Records from a collection

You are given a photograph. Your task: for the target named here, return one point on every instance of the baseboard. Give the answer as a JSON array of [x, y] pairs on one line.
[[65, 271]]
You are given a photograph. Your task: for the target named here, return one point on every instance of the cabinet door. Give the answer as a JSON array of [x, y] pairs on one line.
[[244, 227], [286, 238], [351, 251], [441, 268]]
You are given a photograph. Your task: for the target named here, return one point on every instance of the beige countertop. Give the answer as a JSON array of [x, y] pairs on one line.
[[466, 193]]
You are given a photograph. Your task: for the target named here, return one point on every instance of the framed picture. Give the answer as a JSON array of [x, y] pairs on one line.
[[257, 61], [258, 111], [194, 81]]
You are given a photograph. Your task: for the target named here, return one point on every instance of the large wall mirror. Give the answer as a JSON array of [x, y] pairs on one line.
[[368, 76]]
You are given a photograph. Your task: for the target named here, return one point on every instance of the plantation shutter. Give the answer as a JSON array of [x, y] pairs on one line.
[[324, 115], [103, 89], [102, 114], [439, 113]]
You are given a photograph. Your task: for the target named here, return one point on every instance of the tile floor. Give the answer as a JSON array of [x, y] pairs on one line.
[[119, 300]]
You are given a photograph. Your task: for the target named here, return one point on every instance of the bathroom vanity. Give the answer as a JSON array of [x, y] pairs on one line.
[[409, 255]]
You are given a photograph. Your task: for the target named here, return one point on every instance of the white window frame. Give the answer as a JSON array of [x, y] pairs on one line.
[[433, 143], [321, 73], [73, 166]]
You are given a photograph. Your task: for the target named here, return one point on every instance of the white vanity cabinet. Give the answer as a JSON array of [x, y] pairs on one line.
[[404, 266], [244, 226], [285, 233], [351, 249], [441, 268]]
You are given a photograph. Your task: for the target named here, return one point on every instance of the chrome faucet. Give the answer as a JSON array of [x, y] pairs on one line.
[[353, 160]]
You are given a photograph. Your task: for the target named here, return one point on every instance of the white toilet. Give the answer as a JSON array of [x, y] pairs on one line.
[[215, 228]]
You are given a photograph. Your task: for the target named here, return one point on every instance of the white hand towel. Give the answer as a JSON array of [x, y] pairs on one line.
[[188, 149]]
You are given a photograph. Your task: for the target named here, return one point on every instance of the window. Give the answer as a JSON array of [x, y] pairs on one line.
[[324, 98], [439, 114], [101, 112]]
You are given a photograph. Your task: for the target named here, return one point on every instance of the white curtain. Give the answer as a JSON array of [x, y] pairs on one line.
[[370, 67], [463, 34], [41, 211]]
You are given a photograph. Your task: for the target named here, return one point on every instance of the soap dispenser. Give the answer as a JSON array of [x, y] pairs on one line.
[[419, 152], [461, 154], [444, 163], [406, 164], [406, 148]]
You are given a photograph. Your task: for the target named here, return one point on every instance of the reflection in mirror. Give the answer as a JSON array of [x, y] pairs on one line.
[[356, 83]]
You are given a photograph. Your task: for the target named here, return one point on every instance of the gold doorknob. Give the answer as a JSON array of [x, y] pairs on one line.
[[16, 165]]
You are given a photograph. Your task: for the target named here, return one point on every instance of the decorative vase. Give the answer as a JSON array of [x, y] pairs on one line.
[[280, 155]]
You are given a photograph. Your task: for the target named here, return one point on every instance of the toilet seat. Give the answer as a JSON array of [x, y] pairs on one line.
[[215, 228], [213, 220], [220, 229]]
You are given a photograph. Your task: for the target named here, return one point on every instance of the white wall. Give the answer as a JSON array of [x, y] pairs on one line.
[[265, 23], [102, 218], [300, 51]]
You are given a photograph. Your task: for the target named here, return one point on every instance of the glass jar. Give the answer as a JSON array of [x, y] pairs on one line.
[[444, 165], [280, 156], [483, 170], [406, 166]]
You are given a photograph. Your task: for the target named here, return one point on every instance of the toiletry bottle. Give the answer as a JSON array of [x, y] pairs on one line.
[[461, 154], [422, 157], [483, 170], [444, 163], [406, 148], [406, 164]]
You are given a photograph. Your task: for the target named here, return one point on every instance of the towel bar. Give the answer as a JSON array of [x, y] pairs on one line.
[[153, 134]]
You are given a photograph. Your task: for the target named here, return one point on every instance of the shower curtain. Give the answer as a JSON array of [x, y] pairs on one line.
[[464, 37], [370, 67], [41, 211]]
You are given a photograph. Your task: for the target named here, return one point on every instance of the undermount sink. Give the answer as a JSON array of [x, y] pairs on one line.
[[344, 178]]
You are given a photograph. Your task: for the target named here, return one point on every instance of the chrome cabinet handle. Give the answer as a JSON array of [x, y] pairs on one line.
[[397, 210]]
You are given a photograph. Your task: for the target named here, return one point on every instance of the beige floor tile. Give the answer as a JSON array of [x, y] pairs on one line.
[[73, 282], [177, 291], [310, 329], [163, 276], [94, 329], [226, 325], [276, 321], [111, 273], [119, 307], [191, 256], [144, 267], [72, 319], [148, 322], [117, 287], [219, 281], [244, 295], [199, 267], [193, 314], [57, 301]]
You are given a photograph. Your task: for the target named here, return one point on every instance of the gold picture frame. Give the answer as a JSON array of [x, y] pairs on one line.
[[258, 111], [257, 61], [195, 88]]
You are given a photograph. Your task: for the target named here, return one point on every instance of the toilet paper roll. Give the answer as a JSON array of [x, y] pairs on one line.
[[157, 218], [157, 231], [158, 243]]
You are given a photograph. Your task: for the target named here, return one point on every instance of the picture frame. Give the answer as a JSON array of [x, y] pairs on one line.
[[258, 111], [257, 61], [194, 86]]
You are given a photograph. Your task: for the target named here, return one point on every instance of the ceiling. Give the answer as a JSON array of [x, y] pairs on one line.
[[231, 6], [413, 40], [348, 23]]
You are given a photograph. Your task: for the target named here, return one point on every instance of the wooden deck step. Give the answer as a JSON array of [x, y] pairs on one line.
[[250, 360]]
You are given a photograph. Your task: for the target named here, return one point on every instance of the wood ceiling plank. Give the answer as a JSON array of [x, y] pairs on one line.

**WHAT THE TASK REQUIRES**
Convert every one of the rows above into a numbered list, and leave out any blank lines.

**CORRECT RESPONSE**
1. You are given a photograph. Your task: for the target named here, return one point on every instance of the baseboard. Give the answer as a JSON array of [x, y] pairs on one line.
2. [[65, 271]]
3. You are given a photograph. Your task: for the target named here, return one point on every instance of the cabinet door. Give the answer as a JSON array of [x, y] pairs on one line.
4. [[244, 227], [286, 238], [351, 251], [441, 268]]
5. You are given a photograph. Your task: for the target named here, return one point on every instance of the beige countertop. Give the answer as a JSON array of [x, y] pairs on one line.
6. [[466, 193]]
7. You are given a photograph. Your task: for the target named here, return one point on every instance of the framed picture. Give the answer as a JSON array of [x, y] pairs on one line.
8. [[257, 61], [258, 111], [194, 81]]
9. You are given a photograph. Your task: for the target named here, return one point on every instance of the large wall mirror. Give the answer as a JSON array of [x, y] pairs on one line.
10. [[368, 76]]
11. You are given a photograph. Your task: for the target named here, return one point on every instance of the plantation shutter. Give the answer as a JSON array of [x, y] pairs on one line.
12. [[324, 115], [103, 89], [102, 114], [439, 113]]
13. You are given a photograph. Your task: for the target named here, return one point on every instance of the tile floor. Give the answer as a JSON array of [x, y] pairs on one line.
14. [[119, 300]]
15. You are given a photograph. Your task: for the target named here, return one point on every instance of the bathroom vanity. Give the answer as a JSON array of [x, y] pairs on one line.
16. [[409, 255]]
17. You are given a photograph. Your task: for the target named here, return one point on every instance of the white window frame. Give the answer as a JSON array of [x, y] pairs on one line.
18. [[433, 143], [321, 73], [73, 166]]
19. You are given a photograph. Your task: for the target named here, return one point on every instance of the white vanity cabinet. Give the answer as a JSON array of [x, y] pairs on one line.
20. [[404, 266], [244, 226], [285, 233], [351, 249], [441, 268]]
21. You are given a photograph. Your task: for the target named here, return one point on every instance of the chrome faucet. Give the answer as a JSON array of [x, y] pairs on one line.
22. [[353, 160]]
23. You are given a photograph. Your task: for the target named here, return one point on every instance of the white toilet. Give the answer as a JSON array of [x, y] pairs on one line.
24. [[215, 228]]
25. You are given a photograph. Your task: for the target named here, return one point on every instance of the white hand towel. Give the answer as a JSON array of [x, y] pairs on one line.
26. [[188, 149]]
27. You are given a photograph. Your task: for the target named here, return one point on every instance of the window. Give the answer as a JSON array of [x, y] pairs on one line.
28. [[324, 98], [439, 114], [101, 112]]
29. You are given a photograph. Your task: for the target named here, return one point on every instance of the white curtain. Give the answer as a JSON array of [x, y] pairs on one line.
30. [[370, 67], [463, 34], [41, 211]]
31. You are given a photograph. Your task: for the target named here, return one point on every instance of the soap dispenser. Give the answer as a JSON array of [x, y] pairs on one line.
32. [[419, 152], [461, 154], [444, 163], [406, 164], [406, 148]]
33. You are given a photograph. Your task: for the target named here, return one point on every instance of the reflection in mirror. Give the answer as a JSON array of [x, y] pairs on one line.
34. [[356, 83]]
35. You are given a photograph. Your task: for the target named here, return one point on every instance of the gold doorknob. Give the answer as a JSON array of [x, y] pairs on one line.
36. [[16, 165]]
37. You are given a photograph. Your task: for the target named here, return one point on every instance of the decorative vase. Give the answer as a JSON array of [x, y] pairs on one line.
38. [[280, 155]]
39. You are given a photograph. Your task: for the target named here, return one point on every instance of the toilet seat. Give the answer as a JSON array of [x, y] pairs on one line.
40. [[215, 228], [213, 220], [220, 229]]
41. You are given a photograph. Your task: for the target named here, return one point on every instance of the white wall. Give the answer as a JSON array of [x, y] pairs on one line.
42. [[265, 23], [102, 218], [300, 51]]
43. You are given a photograph. Your task: for the target named here, return one point on every instance of the glass jar. Give the answer as a JSON array of [x, y] pairs on one line.
44. [[444, 165], [280, 156], [483, 170], [406, 166]]
45. You are given a photograph. Your task: for the target named here, return one point on every instance of the toiletry bottle. Give the answer as a JSON array of [x, y] pairs on one line.
46. [[461, 154], [422, 157], [483, 170], [444, 163], [406, 148], [406, 164]]
47. You are given a photograph. Your task: for the target named here, return one point on every instance of the towel bar. Give the answer as a JSON array of [x, y] pairs on one line.
48. [[153, 134]]
49. You are given a photograph. Your task: for the target named here, return one point on every instance of the shower curtain. Give the answer as a JSON array of [x, y] pairs on one line.
50. [[464, 37], [370, 67], [41, 211]]
51. You are given a photograph. Your task: for the target named here, return one point on every instance of the undermount sink. Give the answer as a JSON array of [x, y] pairs on one line.
52. [[344, 178]]
53. You are given a photograph. Your task: for the target named here, return one point on every instance of the chrome cabinet handle. Give the answer as a JSON array of [x, y] pairs on one line.
54. [[397, 210]]
55. You are given a photograph. Your task: for the target named here, return one point on every instance of the beige floor tile. Give the answer as a JSON array of [x, y] pairs on one line.
56. [[73, 282], [177, 291], [310, 329], [163, 276], [94, 329], [226, 325], [276, 321], [111, 273], [119, 307], [191, 256], [144, 267], [72, 319], [148, 322], [117, 287], [219, 281], [244, 295], [199, 267], [193, 314], [57, 301]]
57. You are given a photograph. Your task: for the target named here, return one point on every instance of the gold picture frame. Give the answer as a JSON array of [x, y] pairs on one line.
58. [[258, 111], [257, 61], [195, 88]]
59. You are given a photograph. Your task: for the target named here, return one point on every instance of the toilet paper roll. Give the answer as a JSON array of [x, y] pairs on one line.
60. [[157, 218], [157, 231], [158, 243]]
61. You are given a photograph. Your task: for the target named here, return one point on every instance of the picture frame. Give the answer as a JSON array of [x, y] pairs on one line.
62. [[258, 111], [257, 61], [194, 86]]
63. You are given a photograph. Your task: for the target named here, return one point on every instance of the ceiling. Give the answer as a JSON array of [x, y] pairs on one line.
64. [[231, 6], [413, 40], [348, 23]]
65. You are given a photograph. Your task: for the target named here, return one point on every instance of the wooden deck step. Give the answer as a JSON array of [x, y] pairs on one line.
66. [[250, 360]]
67. You are given a photograph. Your task: for the target named here, return one point on every instance of the wood ceiling plank. Give the answer as a JSON array of [x, y] pairs on one line.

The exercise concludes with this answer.